Meet Benji York
Thursday, July 29th, 2010Recently, Benji York joined Canonical’s Launchpad team. I asked him a little about himself and his work.
Matthew: What do you do on the Launchpad team?
Benji: I work on the Foundations team. Right now I’m concentrating on the web service APIs and improving the OpenID integration.
Matthew: Can we see something that you’ve worked on?
Benji: There’s not much to see yet. Most of my changes thus far have been bug fixes or purely internal.
Matthew: Where do you work?
Benji: I work from my home in Virginia, USA.
Matthew: What can you see from your office window?
Benji: Just the shrubs that border my lawn. Once the weather cools off a bit I want to try working from the wifi-covered park/beach near my house.
Matthew: What did you do before working at Canonical?
Benji: I worked at Zope Corporation for about 6 years, most of that time as the team lead for their main product. Before that I worked in the automotive industry, mostly writing supply chain and manufacturing software.
Matthew: How did you get into free software?
Benji: I think the first piece of open source software I used to any degree was Python 1.5. Since then open source software has slowly taken over almost every niche of my computing world.
Matthew: What’s more important? Principle or pragmatism?
Benji: Pragmatism. If a thing doesn’t do what it needs to do, it’s not worth much.
+++
- _WHAT THE TASK REQUIRES_
Resume the interview with Benji York after its last answer, adding more of Matthew's questions and Benji's replies. The data after this has nothing to do with what you need to do.

- _EXTRACTED ENTRIES_
+++
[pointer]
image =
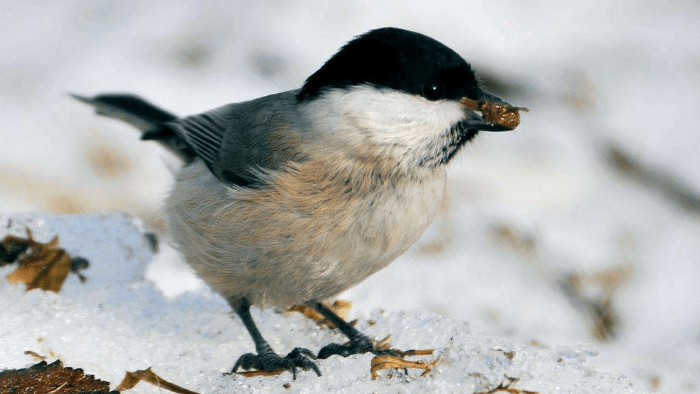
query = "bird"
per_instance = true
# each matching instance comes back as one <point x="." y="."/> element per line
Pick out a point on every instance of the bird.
<point x="294" y="197"/>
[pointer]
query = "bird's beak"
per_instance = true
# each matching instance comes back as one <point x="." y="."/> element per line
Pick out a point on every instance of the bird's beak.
<point x="490" y="113"/>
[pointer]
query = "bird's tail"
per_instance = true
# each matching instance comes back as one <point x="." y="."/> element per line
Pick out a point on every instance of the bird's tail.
<point x="151" y="120"/>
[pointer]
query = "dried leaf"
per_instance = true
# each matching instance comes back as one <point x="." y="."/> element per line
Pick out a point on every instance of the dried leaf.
<point x="40" y="265"/>
<point x="339" y="307"/>
<point x="131" y="379"/>
<point x="392" y="362"/>
<point x="51" y="378"/>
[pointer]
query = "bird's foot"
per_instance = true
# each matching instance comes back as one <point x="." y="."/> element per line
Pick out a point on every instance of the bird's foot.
<point x="359" y="344"/>
<point x="268" y="363"/>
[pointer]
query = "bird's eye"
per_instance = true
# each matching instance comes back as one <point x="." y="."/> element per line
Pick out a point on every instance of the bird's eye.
<point x="433" y="91"/>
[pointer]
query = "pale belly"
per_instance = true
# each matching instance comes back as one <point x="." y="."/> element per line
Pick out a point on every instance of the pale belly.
<point x="300" y="243"/>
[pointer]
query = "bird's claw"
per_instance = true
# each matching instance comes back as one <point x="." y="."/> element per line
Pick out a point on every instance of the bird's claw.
<point x="269" y="363"/>
<point x="357" y="345"/>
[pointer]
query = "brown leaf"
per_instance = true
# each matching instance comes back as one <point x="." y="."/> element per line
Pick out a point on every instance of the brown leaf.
<point x="54" y="378"/>
<point x="40" y="265"/>
<point x="131" y="379"/>
<point x="341" y="308"/>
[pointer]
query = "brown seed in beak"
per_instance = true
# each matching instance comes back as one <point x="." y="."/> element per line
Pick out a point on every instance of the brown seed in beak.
<point x="499" y="113"/>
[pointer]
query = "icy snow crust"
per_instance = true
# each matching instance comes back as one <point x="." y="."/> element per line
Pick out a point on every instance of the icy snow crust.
<point x="119" y="321"/>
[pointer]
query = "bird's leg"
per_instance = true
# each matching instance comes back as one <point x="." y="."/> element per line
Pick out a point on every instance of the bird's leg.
<point x="266" y="360"/>
<point x="359" y="343"/>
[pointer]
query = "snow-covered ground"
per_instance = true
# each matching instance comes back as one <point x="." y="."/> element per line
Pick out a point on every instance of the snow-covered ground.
<point x="592" y="205"/>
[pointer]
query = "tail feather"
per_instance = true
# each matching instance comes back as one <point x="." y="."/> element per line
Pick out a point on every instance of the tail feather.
<point x="151" y="120"/>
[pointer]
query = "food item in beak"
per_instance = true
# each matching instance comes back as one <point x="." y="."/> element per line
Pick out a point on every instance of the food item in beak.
<point x="498" y="113"/>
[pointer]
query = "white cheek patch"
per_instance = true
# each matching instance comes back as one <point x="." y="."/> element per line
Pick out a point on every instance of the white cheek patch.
<point x="385" y="117"/>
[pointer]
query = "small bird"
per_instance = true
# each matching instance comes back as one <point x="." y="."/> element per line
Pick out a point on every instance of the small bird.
<point x="294" y="197"/>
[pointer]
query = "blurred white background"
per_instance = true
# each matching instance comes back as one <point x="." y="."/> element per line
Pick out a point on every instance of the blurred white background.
<point x="583" y="226"/>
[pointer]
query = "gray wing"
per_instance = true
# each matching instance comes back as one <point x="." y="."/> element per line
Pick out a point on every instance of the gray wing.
<point x="237" y="139"/>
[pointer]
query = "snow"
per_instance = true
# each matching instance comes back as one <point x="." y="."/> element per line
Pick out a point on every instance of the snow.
<point x="525" y="210"/>
<point x="119" y="321"/>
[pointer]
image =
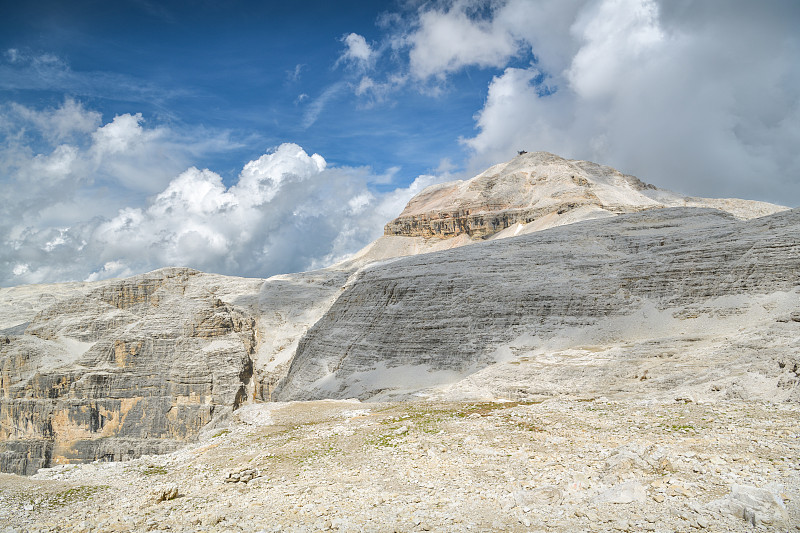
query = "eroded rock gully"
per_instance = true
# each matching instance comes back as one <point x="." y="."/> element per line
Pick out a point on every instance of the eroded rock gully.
<point x="650" y="277"/>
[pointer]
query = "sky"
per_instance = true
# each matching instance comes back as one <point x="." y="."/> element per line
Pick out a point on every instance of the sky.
<point x="257" y="138"/>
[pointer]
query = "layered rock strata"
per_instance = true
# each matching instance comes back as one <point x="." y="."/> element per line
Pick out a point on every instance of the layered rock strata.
<point x="423" y="321"/>
<point x="540" y="186"/>
<point x="130" y="367"/>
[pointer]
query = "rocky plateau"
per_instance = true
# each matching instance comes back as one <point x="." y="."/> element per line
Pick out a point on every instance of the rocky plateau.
<point x="551" y="346"/>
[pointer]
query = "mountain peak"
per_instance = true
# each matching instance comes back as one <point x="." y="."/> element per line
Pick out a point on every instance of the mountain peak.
<point x="537" y="190"/>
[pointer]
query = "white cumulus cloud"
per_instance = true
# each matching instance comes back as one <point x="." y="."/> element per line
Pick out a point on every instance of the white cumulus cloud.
<point x="287" y="210"/>
<point x="701" y="97"/>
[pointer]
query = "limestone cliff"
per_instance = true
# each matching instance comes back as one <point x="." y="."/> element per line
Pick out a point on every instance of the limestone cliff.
<point x="539" y="189"/>
<point x="116" y="369"/>
<point x="434" y="319"/>
<point x="129" y="367"/>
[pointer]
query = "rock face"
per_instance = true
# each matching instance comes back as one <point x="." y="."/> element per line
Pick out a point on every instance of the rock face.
<point x="130" y="367"/>
<point x="116" y="369"/>
<point x="430" y="319"/>
<point x="540" y="188"/>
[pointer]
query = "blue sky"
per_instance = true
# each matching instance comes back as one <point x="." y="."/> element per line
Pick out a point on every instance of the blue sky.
<point x="254" y="138"/>
<point x="254" y="69"/>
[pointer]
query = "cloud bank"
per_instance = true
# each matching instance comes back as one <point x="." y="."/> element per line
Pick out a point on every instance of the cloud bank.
<point x="702" y="97"/>
<point x="288" y="211"/>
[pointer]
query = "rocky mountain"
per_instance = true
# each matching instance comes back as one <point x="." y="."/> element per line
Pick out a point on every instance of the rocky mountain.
<point x="664" y="289"/>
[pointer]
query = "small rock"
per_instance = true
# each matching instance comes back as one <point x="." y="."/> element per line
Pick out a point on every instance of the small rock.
<point x="168" y="492"/>
<point x="630" y="491"/>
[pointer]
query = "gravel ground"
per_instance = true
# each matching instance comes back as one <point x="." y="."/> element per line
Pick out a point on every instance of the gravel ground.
<point x="558" y="465"/>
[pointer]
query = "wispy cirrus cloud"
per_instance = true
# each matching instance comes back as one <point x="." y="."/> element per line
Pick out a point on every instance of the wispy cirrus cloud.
<point x="25" y="70"/>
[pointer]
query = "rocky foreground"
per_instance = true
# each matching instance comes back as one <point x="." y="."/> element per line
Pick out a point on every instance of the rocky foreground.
+++
- _RESPONSE_
However, I believe that principles are there to help us be pragmatic in a scope larger than the immediate moment. It’s not pragmatic in the long term to skimp on good design or testing just to get something out the door. Any good principal is grounded in pragmatism.
Matthew: Do you/have you contribute(d) to any free software projects?
Benji: When I was in college the console (NES, SNES, Genesis, etc.) emulation scene exploded and I had a side project that let people connect console controllers to their PC. I was approached by one of the Linux input device guys about contributing some of that code. That was my first open source contribution.
Since then I’ve made large and small contributions to dozens of open source projects. Most of those have been in the Zope ecosystem.
Lately I’ve put most of my open source hacking time into Manuel, a system for writing better tested documentation and better documented tests — it’s sort of a spiritual successor to Python’s doctest.
Matthew: Tell us something really cool about Launchpad that not enough people know about.
Benji: I’m sure most readers of this blog will know, but I didn’t know that the Launchpad and Bazaar integration is as nice as it is. Being able to branch from LP, make changes, mark the branch as fixing a particular bug, push the branch to LP, view the diffs online and then generate a merge proposal that will be automatically emailed to reviewers is very convenient.
Matthew: Is there anything in particular that you want to change in Launchpad?
Benji: I’m not familiar enough with LP yet to have strong feelings about changing it. Give it a few months and I’ll be plenty opinionated.